[Items from a dataset]
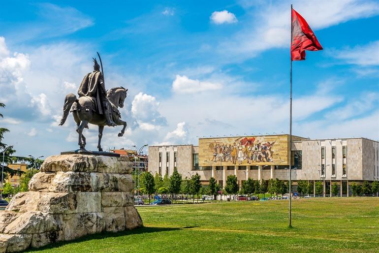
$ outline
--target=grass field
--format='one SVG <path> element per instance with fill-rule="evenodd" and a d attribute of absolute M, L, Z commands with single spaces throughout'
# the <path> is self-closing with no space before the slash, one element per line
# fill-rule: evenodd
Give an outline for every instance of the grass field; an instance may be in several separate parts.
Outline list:
<path fill-rule="evenodd" d="M 141 207 L 144 227 L 38 252 L 379 252 L 379 198 Z"/>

> **What to work on**: Gather every line in the records that contains the string "element", and copy each such line in full.

> **Exercise response**:
--format='one SVG <path> element per instance with fill-rule="evenodd" and a d attribute of absolute M, L, Z commands with single spaces throughout'
# the <path> is self-closing with no space before the slash, one element per line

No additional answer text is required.